TEXTAUSSCHNITT »
===

MdL Spies: Dazu muss man sagen, es ist schon eine ganz besondere  Nummer, dass man sich beim Land aus der Verantwortung rauszieht und so tut, als wäre die Universität ein x-beliebiger Lebensmitteladen. Der macht seinen Einkauf und Verkauf und muss schauen, dass er ein ordentliches Geschäft macht. Das passt aber natürlich in keiner Weise zur Universität
Zugleich der Universität solche Einrichtungen zu überlassen, ist ein ganz problematischer Ansatz und wird der Situation nicht gerecht.

Die Landesregierung entzieht sich also ihrer Verantwortung?

===

BEREITGESTELLTES MATERIAL »
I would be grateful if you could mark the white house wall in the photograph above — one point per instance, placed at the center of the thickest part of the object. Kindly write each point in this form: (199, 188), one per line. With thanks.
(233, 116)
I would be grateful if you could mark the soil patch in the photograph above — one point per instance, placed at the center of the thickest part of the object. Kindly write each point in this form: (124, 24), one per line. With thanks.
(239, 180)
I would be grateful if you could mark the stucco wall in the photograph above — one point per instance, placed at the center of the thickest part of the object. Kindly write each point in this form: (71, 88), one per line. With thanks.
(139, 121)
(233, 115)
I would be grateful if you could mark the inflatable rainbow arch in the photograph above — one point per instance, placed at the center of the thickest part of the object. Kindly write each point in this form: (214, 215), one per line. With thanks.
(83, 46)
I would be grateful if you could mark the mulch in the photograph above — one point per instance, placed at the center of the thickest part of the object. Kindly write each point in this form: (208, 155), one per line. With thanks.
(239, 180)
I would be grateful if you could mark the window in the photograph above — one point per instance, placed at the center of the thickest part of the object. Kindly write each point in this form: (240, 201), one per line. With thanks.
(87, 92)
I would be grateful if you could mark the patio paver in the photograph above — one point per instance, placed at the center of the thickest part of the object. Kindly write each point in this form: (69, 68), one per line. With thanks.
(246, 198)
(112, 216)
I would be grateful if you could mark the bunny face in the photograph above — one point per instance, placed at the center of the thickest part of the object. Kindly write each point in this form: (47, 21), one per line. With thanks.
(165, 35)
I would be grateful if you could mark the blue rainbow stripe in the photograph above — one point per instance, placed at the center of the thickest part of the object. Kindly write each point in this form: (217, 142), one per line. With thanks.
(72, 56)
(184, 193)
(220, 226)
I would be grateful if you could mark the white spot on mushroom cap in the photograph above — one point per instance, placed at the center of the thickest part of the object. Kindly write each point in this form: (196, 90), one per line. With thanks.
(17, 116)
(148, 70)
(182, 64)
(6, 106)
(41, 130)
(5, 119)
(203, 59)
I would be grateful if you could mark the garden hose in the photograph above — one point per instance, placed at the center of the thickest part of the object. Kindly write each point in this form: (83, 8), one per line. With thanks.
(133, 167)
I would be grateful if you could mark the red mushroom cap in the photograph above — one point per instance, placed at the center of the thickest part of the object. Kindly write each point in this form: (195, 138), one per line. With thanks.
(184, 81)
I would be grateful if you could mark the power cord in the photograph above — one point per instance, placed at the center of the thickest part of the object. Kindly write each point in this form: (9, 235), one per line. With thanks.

===

ZU BEARBEITENDE AUFGABEN »
- a) Wie bewertet MdL Spies im Textausschnitt über die Universität den Ansatz, der Universität solche Einrichtungen zu überlassen?
- b) Setzen Sie den Textausschnitt über die Universität im Anschluss an die abschließende Frage fort.
Das Material wird für die Bearbeitung nicht benötigt.

SCHRIFTLICHE ANTWORTEN »
- a) Als ganz problematischen Ansatz, der der Situation nicht gerecht wird.

- b)
MdL Spies: Ja, natürlich. In Marburg ist das deshalb besonders dramatisch, weil die Universität überproportional hohe Energiekosten hat durch die Bausubstanz. Es gibt neben zahlreicher historischer Bausubstanz die 60ziger Jahre Bausubstanz, die energetisch nun einmal unterirdisch ist.  Wenn die hessischen Universitäten für jeden Studierenden das gleiche Geld bekommen, in Marburg aber deutlich mehr für Energie ausgegeben werden muss, dann wird schnell klar, dass das alles nichts mit Wettbewerb zu tun hat, sondern mit Unsinn.

Was bedeutetet das für den Garten auf den Lahnbergen?
MdL Spies: Vor dem Problem steht der BG. Die Universität sagt der ist gut und schön. Wir möchten ihn auch behalten. Wir können ihn aber nicht aus Mitteln finanzieren, die wir brauchen, um in Konkurrenz zu den anderen Hochschulen unsere Kernaufgaben zu leisten. Ansonsten würde die Universität Marburg insgesamt verlieren. Und dann wird es immer schlimmer.

Frage: Der Botanische Garten arbeitet nicht alleine hochschulbezogen. Er leistet doch mehr?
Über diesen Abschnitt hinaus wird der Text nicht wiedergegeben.